Aim -
The entries below contain pictures. Retype everything except those pictures, exactly as given.

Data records
- - -

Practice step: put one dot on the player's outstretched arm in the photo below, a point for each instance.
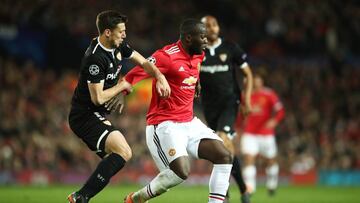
(162, 86)
(100, 96)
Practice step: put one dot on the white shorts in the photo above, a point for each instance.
(170, 140)
(254, 144)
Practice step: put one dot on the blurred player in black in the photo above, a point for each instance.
(220, 91)
(98, 92)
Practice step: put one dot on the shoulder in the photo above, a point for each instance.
(269, 92)
(171, 49)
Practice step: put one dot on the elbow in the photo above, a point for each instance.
(97, 100)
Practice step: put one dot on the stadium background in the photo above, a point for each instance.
(309, 49)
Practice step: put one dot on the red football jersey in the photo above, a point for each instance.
(182, 72)
(266, 105)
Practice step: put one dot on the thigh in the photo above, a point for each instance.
(227, 119)
(211, 115)
(166, 142)
(198, 131)
(268, 147)
(249, 144)
(90, 127)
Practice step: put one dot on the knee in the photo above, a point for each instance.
(125, 153)
(182, 172)
(249, 160)
(225, 157)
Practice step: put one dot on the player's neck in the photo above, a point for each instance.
(104, 42)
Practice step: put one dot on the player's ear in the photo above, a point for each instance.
(188, 38)
(107, 33)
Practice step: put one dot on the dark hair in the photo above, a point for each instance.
(189, 26)
(109, 20)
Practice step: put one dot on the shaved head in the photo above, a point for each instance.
(193, 36)
(212, 28)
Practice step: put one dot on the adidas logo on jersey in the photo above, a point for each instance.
(172, 50)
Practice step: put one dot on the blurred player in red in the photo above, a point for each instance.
(172, 132)
(258, 134)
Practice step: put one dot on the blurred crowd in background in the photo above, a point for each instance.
(309, 50)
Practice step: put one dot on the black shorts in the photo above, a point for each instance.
(90, 127)
(221, 117)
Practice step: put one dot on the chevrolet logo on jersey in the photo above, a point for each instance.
(223, 57)
(190, 80)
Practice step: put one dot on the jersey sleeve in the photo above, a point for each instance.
(240, 57)
(159, 59)
(125, 50)
(94, 69)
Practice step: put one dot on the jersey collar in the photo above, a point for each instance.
(184, 52)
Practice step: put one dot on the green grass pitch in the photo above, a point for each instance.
(183, 194)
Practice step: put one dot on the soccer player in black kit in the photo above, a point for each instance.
(99, 85)
(220, 92)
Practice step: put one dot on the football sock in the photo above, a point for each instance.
(249, 173)
(219, 182)
(107, 167)
(236, 173)
(272, 173)
(165, 180)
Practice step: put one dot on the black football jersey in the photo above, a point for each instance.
(218, 72)
(98, 64)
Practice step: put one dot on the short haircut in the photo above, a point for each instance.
(109, 20)
(189, 26)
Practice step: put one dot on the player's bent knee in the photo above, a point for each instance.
(116, 143)
(228, 158)
(183, 174)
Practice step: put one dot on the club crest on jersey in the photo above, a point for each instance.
(190, 80)
(118, 56)
(172, 152)
(151, 59)
(94, 69)
(223, 57)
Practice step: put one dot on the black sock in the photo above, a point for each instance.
(236, 173)
(108, 167)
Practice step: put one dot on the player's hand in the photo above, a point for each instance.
(162, 86)
(271, 124)
(116, 104)
(246, 109)
(125, 86)
(197, 90)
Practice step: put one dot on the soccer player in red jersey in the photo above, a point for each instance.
(258, 134)
(172, 132)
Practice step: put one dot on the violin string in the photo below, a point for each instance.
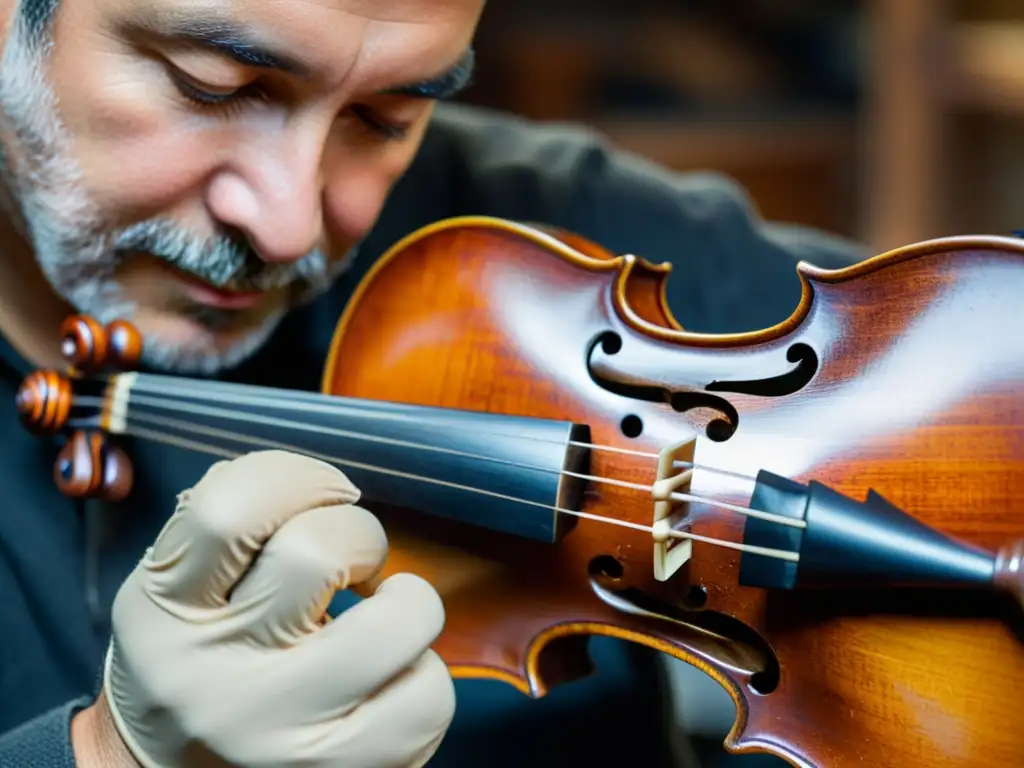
(155, 436)
(338, 404)
(176, 406)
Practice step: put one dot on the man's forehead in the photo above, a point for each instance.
(320, 36)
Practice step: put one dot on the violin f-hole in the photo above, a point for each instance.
(720, 427)
(632, 372)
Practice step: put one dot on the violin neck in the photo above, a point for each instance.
(502, 472)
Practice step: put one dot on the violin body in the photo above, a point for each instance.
(824, 516)
(902, 375)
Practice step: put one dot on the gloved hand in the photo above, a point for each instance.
(219, 654)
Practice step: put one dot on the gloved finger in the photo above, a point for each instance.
(286, 593)
(418, 708)
(223, 521)
(367, 645)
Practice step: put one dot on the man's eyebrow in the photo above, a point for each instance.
(443, 86)
(220, 36)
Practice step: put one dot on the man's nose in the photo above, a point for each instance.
(273, 195)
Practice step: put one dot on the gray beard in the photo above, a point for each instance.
(79, 253)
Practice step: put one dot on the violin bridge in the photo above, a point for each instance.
(671, 553)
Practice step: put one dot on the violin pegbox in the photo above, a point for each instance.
(89, 347)
(89, 465)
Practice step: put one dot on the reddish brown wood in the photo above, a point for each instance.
(918, 396)
(89, 466)
(43, 401)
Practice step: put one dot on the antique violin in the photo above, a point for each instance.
(825, 516)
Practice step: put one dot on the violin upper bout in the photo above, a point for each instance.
(1009, 571)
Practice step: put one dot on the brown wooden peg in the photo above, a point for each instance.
(91, 467)
(43, 401)
(84, 344)
(125, 345)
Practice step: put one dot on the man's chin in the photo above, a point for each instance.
(202, 341)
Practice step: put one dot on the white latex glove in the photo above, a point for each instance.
(221, 657)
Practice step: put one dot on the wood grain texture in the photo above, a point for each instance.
(916, 394)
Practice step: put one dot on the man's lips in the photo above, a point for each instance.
(204, 293)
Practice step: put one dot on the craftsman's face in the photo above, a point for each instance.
(165, 181)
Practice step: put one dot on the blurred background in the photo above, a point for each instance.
(889, 121)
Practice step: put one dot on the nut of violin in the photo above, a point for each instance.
(1010, 570)
(43, 401)
(84, 343)
(125, 344)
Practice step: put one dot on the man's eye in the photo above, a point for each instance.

- - -

Worked solution -
Practice step: put one dot on the player's outstretched arm in the photo below, a point for each instance.
(162, 86)
(100, 96)
Practice step: put one dot on the white shorts in the photo above, a point for each instance.
(170, 140)
(254, 144)
Practice step: put one dot on the blurred player in black in the photo above, a point for each instance.
(220, 91)
(98, 92)
Practice step: put one dot on the shoulder in the photo above, a point for each instance.
(269, 92)
(171, 49)
Practice step: put one dot on the elbow in the photo above, a point for each instance.
(97, 100)
Practice step: put one dot on the stadium background in the photo above, a point for each instance.
(309, 49)
Practice step: put one dot on the red football jersey in the photo above, a point for each instance.
(182, 72)
(266, 105)
Practice step: put one dot on the thigh in the photo above, a point for each instance.
(227, 119)
(211, 115)
(166, 142)
(198, 131)
(268, 147)
(249, 144)
(90, 127)
Practice step: put one dot on the knee in the photo above, a point for each instance.
(125, 153)
(182, 172)
(249, 160)
(225, 157)
Practice step: put one dot on the player's neck in the photo above, a point for each instance.
(104, 42)
Practice step: put one dot on the player's ear in the photo above, a point for each instance.
(188, 38)
(107, 33)
Practice step: put one dot on the dark hair in the photo above, a point for each instance.
(189, 26)
(109, 20)
Practice step: put one dot on the shaved head in the photo above, a point for each instance.
(193, 36)
(212, 28)
Practice step: put one dot on the adidas logo on jersey in the photo above, a point for each instance.
(172, 50)
Practice step: put one dot on the blurred player in red in the photo above, a point for each instance.
(172, 132)
(258, 134)
Practice step: put one dot on the blurred crowd in background in the photo above, a point for each instance.
(309, 50)
Practice step: put one dot on the black shorts in the photo above, a point for each instance.
(90, 127)
(221, 117)
Practice step: put one dot on the chevrolet logo on jersey in the photo above, a point for each instance.
(223, 57)
(190, 80)
Practice step: put one dot on the jersey sleeve in the photo above, a point for each instance.
(240, 57)
(159, 59)
(125, 50)
(94, 69)
Practice step: put one dot on the jersey collar in the photo above, a point for each instance.
(184, 52)
Practice step: put one dot on the green grass pitch in the photo above, a point for each instance.
(183, 194)
Practice step: put one dot on the soccer player in black kit in the photo above, a point for each instance.
(99, 85)
(220, 92)
Practice step: put one dot on the football sock in the photo above, a point for each instance.
(249, 173)
(219, 182)
(107, 167)
(236, 173)
(272, 173)
(165, 180)
Practice step: put one dot on the black football jersey in the photo above, a point for each instance.
(218, 72)
(98, 64)
Practice step: put one dot on the short haircut in the photo above, a point for each instance.
(109, 20)
(189, 26)
Practice step: put one dot on the player's bent knee in the photo above, a point for each instance.
(116, 143)
(228, 158)
(183, 174)
Practice step: put one dot on the club crest on jersey in the photo above, a point for each instance.
(190, 80)
(118, 56)
(172, 152)
(151, 59)
(94, 69)
(223, 57)
Practice step: put one dot on the black sock in the photo above, a point for each instance.
(236, 173)
(108, 167)
Practice step: put one dot on the player's hand in the photo above, a point for each instance.
(162, 86)
(271, 124)
(116, 104)
(246, 109)
(125, 86)
(197, 90)
Practice step: put one dot on the soccer player in red jersey in the photo above, a point for each instance.
(258, 134)
(172, 132)
Practice step: put one dot on the violin string in the photo below, a point for each instance.
(155, 436)
(338, 404)
(176, 406)
Practice step: put one dot on the man's forehead in the photo above, a point for each instance.
(320, 36)
Practice step: put one dot on the violin f-hole in the photo above, a point for each instance.
(720, 427)
(632, 372)
Practice step: put one dot on the violin neck in the photo above, a point for each instance.
(502, 472)
Practice step: put one dot on the violin body in the photo above, a point for each instance.
(824, 516)
(902, 375)
Practice step: put one dot on the gloved hand in the photo above, a point for each instance.
(219, 654)
Practice step: put one dot on the gloved finger in the photo above, a point for each instance.
(286, 593)
(418, 708)
(223, 521)
(367, 645)
Practice step: put one dot on the man's eyebrow in the photo above, a point for each instance.
(443, 86)
(220, 36)
Practice step: put one dot on the man's nose in the photo above, a point for each instance.
(273, 195)
Practice step: put one dot on the gray beard in the photo above, a point for each instance.
(79, 253)
Practice step: put one dot on the violin bridge in the photo above, a point for each instance.
(671, 553)
Practice step: put one dot on the violin pegbox in the photo above, a point for each instance.
(89, 347)
(89, 465)
Practice step: put one dot on the reddish brown wood in the photo above, a point for each instance.
(918, 396)
(89, 466)
(43, 401)
Practice step: put one dot on the antique violin in the photo above, a point for each instance.
(825, 516)
Practice step: put one dot on the violin upper bout in the photo above, a point for each instance.
(1009, 571)
Practice step: put one dot on the brown wooden peg in the photo above, a point for each instance.
(91, 467)
(43, 401)
(84, 344)
(125, 345)
Practice step: put one dot on the man's chin in the photo above, a point for each instance.
(202, 341)
Practice step: put one dot on the white latex glove in the photo above, a point for each instance.
(221, 657)
Practice step: put one dot on the wood grain texture in the photo above, a point for each instance.
(916, 394)
Practice step: put one dot on the man's lips in the photo above, a point for each instance.
(204, 293)
Practice step: put one dot on the craftsman's face in the photo above, a point for each instance.
(165, 181)
Practice step: put one dot on the blurred background in the photo above, a point for each instance.
(889, 121)
Practice step: put one dot on the nut of violin in the photo above, a point for each instance.
(1010, 570)
(43, 401)
(84, 343)
(125, 344)
Practice step: put one dot on the man's eye in the photo above, a point for each instance.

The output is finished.